--- start of Page ---

Today was the start of “Adrenaline Alley,” a series of big, fun rapids. Hance Rapid (8) was first. I was a little nervous going into it, but we made it through just fine. Brian told me I high sided at the right time, but I have no memory of doing it. I think it’s natural to shift away from the side of the boat that’s sinking, but he said some people will just tip over and fall out. Sockdolager Rapid (7) was next, then Grapevine (7), 83 Mile (4), Zoroaster (5), and 85 Mile (3). The water moves fast between the rapids since the river is narrower here.
We got to Upper Cremation camp to see a large group taking up half of it and half of Lower Cremation. We wanted Lower Cremation so we talked with them and squeezed in there. Camping at Lower Cremation lets you ferry back and forth across the river to Phantom Ranch. After setting up, there were elk steak fajitas, polenta, and sopapilla for dinner. 11.75 miles today.
Layover number three. We had a quick breakfast of yogurt and granola and packed sandwiches for lunch, then headed across the river to Phantom Ranch to mail postcards. Phantom Ranch is a lodge at the bottom of the canyon, accessible by trail from both rims. Mail goes out by mule train and there’s a small trading post. Then it was up the North Kaibab Trail to Ribbon Falls. There was a bit of cell signal on the way so I was able to check my messages and call my family. The falls were beautiful and we hiked right up behind them.
It was an all day hike and we ferried back to camp just in time for dinner. Cristine’s friend Tammy had hiked down from the South Rim to bring us a few supplies and join us for the night. There were some Desert Bighorn Sheep hanging out over camp when we arrived, which we got to look at through Patrick’s binoculars that Tammy had just brought in. We had brats with sauerkraut, potatoes with gravy, and salad for dinner.
We had breakfast sandwiches and fruit before rowing across to Boat Beach to fill up on drinking water and mail some more postcards. Then we said goodbye to Tammy and got rowing. After Bright Angel Rapid (3) and Pipe Springs Rapid (3), more big ones began. We stopped to scout Horn Creek Rapid (8) and I decided to try filming. I put my camera in its waterproof casing and held it in one hand while we ran the rapid. It bounced around some, but it wasn’t too bad.
There was a small rapid next, Salt Creek (3), and then two more big ones, Granite (8) and Hermit (8). I had figured out a way to rig my camera to the front of my PFD by the end, and fiddling around with it distracted me from my nerves, and made it so I was more into just having fun. The big waves were a blast!
Boucher Rapid (4) ended the day and we pulled over to camp at Crystal. We had Cornish game hens with potatoes, carrots, and stuffing for dinner. While we ate and sat at the fire, there were warm breezes coming off the rocks, and cool breezes coming off the river. 11 miles today.
Layover number four! Huevos rancheros for breakfast, and we packed sandwiches for lunch to get hiking. There was plenty of cloud cover in the morning, but only a few of them were dark. It sprinkled a bit while breakfast was being made so we rushed to set up a canopy over the kitchen, at which point the rain stopped. Then we all left on different hikes.

--- end of Page ---
--- start of Given data ---

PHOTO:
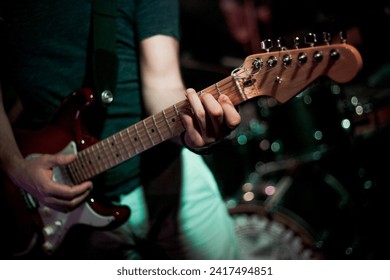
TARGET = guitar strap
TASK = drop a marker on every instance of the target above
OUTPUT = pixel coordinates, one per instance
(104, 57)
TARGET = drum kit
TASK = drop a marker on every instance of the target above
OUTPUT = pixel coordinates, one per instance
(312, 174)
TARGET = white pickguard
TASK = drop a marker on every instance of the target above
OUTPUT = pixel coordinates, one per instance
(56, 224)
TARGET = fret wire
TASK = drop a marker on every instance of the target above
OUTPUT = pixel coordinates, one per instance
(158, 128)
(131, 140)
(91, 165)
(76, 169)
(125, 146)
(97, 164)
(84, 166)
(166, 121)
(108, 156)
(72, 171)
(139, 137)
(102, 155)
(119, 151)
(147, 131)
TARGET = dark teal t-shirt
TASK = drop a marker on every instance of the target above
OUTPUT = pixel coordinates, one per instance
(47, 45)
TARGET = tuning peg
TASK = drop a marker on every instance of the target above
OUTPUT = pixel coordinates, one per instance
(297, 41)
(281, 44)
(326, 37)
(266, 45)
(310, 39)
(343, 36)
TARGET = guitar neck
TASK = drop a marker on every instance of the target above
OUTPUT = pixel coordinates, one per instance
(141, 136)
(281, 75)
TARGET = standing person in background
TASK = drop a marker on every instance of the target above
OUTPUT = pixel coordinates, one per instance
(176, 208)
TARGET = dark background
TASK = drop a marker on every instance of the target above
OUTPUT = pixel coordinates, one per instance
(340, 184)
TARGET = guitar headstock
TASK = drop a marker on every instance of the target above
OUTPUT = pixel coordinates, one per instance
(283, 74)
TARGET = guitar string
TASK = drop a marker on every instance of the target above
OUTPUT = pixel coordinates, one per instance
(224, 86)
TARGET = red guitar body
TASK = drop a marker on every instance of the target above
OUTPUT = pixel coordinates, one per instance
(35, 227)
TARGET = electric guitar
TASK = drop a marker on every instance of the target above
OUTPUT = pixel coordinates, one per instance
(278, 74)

--- end of Given data ---
--- start of Given data ---

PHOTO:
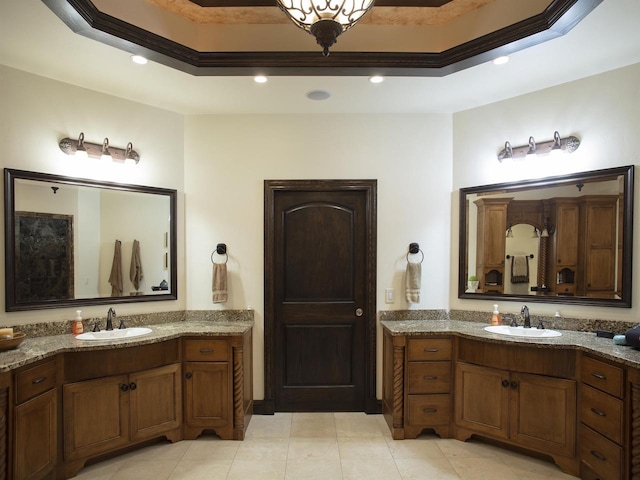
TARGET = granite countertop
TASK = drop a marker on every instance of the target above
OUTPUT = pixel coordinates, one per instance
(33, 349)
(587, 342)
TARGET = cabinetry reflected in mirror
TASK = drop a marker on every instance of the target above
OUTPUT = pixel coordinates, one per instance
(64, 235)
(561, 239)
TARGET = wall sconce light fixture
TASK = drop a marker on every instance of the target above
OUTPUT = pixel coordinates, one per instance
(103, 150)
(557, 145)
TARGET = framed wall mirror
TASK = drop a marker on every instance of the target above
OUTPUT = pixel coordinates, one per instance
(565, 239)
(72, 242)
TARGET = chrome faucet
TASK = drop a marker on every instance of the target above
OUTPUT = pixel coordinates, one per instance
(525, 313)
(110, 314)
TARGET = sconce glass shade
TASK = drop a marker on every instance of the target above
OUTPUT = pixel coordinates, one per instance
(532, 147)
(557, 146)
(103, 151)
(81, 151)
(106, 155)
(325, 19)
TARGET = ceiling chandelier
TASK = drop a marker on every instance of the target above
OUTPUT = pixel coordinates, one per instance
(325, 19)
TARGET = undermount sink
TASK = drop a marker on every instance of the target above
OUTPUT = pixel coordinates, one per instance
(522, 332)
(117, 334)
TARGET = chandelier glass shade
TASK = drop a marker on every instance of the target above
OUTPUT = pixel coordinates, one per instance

--- end of Given data ---

Problems:
- a) Translate this sentence from the river trip journal into Spanish: "The water moves fast between the rapids since the river is narrower here."
- b) Answer these questions using the river trip journal:
(i) How does mail go out from Phantom Ranch?
(ii) Which rapid did the group stop to scout before the first attempt at filming?
(iii) What was served for dinner at the Crystal camp?

Expected outputs:
- a) El agua se mueve rápido entre los rápidos, ya que el río es más estrecho aquí.

- b)
(i) By mule train.
(ii) Horn Creek Rapid.
(iii) Cornish game hens with potatoes, carrots, and stuffing.